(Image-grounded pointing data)
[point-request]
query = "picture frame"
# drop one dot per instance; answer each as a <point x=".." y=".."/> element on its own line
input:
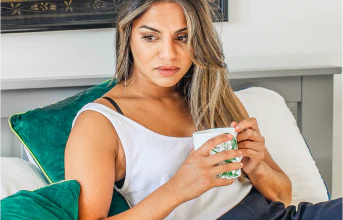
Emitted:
<point x="52" y="15"/>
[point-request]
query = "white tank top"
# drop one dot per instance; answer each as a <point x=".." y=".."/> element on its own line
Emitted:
<point x="152" y="159"/>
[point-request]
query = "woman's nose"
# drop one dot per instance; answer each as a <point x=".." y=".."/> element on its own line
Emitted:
<point x="167" y="50"/>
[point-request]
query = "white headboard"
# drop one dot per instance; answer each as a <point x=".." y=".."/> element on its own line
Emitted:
<point x="308" y="92"/>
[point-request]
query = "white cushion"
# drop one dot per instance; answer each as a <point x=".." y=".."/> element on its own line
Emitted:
<point x="285" y="142"/>
<point x="17" y="174"/>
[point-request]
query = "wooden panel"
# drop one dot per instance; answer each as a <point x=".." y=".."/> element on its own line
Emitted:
<point x="317" y="121"/>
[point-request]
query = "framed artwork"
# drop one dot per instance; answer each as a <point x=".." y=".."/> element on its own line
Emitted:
<point x="49" y="15"/>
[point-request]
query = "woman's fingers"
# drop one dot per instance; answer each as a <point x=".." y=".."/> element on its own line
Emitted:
<point x="221" y="156"/>
<point x="255" y="155"/>
<point x="226" y="167"/>
<point x="222" y="182"/>
<point x="248" y="123"/>
<point x="251" y="135"/>
<point x="205" y="149"/>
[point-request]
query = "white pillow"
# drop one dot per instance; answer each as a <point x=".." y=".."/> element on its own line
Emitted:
<point x="17" y="174"/>
<point x="285" y="142"/>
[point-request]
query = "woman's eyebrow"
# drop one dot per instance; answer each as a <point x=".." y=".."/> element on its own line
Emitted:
<point x="153" y="29"/>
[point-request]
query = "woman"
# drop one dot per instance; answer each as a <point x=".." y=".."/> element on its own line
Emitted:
<point x="171" y="82"/>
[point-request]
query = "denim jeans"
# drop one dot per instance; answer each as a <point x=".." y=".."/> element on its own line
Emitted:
<point x="255" y="206"/>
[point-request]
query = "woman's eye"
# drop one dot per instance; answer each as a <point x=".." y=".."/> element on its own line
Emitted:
<point x="182" y="38"/>
<point x="148" y="38"/>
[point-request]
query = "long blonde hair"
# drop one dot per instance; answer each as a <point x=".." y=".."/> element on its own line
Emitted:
<point x="206" y="85"/>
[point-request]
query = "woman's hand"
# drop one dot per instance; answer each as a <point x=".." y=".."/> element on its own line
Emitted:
<point x="198" y="172"/>
<point x="251" y="144"/>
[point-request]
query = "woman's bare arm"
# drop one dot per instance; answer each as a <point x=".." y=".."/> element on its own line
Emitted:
<point x="90" y="159"/>
<point x="156" y="206"/>
<point x="270" y="181"/>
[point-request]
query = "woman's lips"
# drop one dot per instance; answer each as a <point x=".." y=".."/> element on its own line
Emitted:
<point x="167" y="72"/>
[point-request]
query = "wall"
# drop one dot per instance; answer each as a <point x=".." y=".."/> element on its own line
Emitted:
<point x="264" y="33"/>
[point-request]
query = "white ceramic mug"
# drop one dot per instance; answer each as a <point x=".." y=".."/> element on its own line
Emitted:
<point x="200" y="137"/>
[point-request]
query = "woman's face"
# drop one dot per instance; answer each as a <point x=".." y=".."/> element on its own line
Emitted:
<point x="159" y="45"/>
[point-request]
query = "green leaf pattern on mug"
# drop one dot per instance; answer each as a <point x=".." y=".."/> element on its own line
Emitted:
<point x="230" y="145"/>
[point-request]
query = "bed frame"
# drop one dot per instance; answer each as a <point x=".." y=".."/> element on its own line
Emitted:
<point x="308" y="92"/>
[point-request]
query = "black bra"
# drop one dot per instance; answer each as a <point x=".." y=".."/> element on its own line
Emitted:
<point x="119" y="183"/>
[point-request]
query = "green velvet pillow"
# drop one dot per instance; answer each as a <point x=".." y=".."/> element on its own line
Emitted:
<point x="44" y="133"/>
<point x="54" y="201"/>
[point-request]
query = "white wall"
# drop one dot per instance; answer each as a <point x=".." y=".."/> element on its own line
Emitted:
<point x="264" y="33"/>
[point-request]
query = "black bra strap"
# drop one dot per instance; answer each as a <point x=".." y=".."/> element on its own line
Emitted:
<point x="114" y="104"/>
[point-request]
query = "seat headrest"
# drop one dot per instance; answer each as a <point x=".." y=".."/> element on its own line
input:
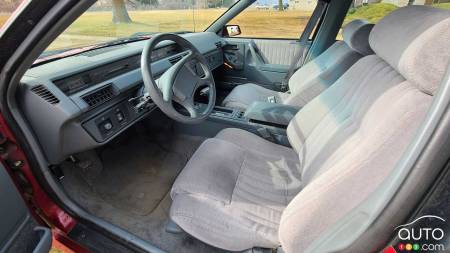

* **Work required**: Count how many lines above contain the word "black". Reply with the number alone.

* **Response box**: 2